**Work to do**
Can you update everything from "Target: egg salad in jar" down to "[(735, 43), (929, 246)]" so that "egg salad" becomes "potato salad", with the rest of those lines left unchanged?

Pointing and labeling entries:
⟨

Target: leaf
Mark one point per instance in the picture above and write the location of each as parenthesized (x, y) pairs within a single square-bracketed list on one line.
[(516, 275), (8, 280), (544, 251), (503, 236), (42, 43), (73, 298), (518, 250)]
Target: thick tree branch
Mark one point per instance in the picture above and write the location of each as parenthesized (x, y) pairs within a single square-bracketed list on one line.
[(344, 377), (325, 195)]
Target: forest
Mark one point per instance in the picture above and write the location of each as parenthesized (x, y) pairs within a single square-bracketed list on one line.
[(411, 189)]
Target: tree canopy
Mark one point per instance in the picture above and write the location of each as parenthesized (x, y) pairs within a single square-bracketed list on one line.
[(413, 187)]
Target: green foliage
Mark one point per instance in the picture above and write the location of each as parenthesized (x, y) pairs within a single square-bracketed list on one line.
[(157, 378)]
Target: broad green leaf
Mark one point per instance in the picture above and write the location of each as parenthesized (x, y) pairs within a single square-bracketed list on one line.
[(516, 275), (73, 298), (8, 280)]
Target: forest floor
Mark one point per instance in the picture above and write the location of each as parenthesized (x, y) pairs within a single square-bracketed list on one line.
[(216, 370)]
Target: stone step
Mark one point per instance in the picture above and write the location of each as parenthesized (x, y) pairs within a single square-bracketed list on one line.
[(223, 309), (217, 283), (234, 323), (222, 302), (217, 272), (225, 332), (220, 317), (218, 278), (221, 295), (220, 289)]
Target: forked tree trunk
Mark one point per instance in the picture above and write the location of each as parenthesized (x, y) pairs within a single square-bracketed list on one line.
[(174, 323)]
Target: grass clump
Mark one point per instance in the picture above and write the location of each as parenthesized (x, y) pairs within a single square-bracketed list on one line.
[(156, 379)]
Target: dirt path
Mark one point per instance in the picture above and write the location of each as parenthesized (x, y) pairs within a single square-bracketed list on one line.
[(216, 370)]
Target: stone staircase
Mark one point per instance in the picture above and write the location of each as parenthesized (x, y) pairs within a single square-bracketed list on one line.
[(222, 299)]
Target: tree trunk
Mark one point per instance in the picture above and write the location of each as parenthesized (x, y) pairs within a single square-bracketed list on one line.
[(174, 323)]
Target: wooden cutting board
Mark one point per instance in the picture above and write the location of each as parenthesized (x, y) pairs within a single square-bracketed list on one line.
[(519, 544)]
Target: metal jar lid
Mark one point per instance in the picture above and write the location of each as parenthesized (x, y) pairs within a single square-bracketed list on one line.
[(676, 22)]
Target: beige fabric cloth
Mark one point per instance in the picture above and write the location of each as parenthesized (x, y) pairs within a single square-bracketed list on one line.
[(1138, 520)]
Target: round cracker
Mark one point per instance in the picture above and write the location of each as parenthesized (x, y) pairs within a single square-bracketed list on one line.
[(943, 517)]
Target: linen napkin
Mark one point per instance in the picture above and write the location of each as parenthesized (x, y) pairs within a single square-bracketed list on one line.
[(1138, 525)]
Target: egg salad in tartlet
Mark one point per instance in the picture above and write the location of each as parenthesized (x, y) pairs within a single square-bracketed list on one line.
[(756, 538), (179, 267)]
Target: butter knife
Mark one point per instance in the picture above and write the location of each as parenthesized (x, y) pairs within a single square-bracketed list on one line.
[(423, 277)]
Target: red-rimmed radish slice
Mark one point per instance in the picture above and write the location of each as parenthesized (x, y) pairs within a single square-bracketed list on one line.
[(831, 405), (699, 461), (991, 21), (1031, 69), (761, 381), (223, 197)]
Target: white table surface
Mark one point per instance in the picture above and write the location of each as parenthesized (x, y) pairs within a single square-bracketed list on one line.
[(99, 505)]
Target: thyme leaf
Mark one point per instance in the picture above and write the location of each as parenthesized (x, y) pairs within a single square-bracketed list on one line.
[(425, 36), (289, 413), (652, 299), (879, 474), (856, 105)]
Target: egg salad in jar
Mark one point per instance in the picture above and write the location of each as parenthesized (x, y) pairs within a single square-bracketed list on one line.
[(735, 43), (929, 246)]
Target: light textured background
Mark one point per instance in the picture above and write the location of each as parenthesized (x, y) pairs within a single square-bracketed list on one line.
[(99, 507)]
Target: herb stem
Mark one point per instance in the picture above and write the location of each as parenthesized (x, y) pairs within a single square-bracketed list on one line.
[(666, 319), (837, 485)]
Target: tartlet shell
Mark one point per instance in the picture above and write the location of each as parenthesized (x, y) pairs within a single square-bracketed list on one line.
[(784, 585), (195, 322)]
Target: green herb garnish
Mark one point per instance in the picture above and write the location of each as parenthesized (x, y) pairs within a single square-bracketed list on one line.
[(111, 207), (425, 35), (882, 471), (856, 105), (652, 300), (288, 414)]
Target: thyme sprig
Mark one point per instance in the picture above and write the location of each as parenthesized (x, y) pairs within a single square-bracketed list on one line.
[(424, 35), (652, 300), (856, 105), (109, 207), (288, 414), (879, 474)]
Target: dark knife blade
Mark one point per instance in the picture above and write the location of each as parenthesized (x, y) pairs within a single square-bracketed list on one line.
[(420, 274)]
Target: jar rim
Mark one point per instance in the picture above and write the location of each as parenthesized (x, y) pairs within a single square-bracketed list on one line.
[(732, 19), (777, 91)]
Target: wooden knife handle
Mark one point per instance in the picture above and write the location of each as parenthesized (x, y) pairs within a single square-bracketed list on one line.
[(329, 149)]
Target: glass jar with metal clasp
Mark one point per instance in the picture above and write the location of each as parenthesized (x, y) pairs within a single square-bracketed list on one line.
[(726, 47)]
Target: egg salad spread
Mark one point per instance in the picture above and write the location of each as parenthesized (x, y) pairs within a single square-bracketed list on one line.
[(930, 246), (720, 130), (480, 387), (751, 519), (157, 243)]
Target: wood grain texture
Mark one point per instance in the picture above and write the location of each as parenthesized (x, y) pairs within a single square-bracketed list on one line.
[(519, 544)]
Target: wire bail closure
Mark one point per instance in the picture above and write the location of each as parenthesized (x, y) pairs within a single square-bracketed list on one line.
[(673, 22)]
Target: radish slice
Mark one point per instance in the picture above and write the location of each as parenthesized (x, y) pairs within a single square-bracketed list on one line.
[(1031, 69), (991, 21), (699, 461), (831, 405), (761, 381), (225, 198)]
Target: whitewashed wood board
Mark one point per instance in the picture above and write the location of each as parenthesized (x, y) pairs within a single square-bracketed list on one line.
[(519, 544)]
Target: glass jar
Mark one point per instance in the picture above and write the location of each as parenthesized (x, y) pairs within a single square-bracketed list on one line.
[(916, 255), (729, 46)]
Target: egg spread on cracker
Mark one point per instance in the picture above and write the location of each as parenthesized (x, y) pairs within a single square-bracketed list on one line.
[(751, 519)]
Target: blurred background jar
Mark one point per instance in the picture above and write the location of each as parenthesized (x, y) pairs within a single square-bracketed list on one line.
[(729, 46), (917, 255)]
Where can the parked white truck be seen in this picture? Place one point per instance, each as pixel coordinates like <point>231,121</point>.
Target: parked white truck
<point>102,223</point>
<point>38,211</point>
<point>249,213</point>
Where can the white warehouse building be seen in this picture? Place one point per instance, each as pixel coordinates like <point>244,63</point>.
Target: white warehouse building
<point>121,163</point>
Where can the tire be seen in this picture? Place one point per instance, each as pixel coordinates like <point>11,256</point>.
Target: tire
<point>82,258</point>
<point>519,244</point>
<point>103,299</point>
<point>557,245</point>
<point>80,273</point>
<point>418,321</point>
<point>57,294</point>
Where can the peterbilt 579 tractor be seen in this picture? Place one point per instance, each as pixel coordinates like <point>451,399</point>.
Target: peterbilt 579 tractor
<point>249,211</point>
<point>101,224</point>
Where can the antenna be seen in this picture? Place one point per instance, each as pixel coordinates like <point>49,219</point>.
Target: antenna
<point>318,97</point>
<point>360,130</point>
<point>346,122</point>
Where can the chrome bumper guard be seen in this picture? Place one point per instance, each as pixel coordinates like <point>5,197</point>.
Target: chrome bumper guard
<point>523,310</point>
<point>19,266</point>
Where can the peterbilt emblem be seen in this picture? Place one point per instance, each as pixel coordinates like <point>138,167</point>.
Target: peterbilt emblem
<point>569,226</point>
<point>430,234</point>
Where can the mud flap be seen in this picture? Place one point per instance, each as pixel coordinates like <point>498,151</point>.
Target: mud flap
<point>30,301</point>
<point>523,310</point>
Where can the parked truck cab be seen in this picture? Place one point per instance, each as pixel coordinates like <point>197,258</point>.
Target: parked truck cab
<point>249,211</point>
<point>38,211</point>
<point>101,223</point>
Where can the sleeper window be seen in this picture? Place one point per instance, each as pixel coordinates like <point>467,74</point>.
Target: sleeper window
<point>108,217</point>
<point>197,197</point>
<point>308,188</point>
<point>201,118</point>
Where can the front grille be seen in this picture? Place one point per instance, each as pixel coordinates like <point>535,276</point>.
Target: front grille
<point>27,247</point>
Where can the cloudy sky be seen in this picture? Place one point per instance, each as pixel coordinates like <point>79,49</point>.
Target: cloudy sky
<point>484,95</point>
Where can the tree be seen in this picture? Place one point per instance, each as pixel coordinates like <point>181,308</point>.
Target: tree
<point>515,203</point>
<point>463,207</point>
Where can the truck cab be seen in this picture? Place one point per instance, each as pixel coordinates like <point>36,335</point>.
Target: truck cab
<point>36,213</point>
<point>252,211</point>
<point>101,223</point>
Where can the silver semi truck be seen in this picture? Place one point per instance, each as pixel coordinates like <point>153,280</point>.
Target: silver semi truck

⟩

**Completed task**
Target: potato salad in jar
Mark one point per instance in the picture above and write the location of each as parenthesized (x, y) pairs within a single square-bracketed list on one line.
[(735, 43), (929, 246)]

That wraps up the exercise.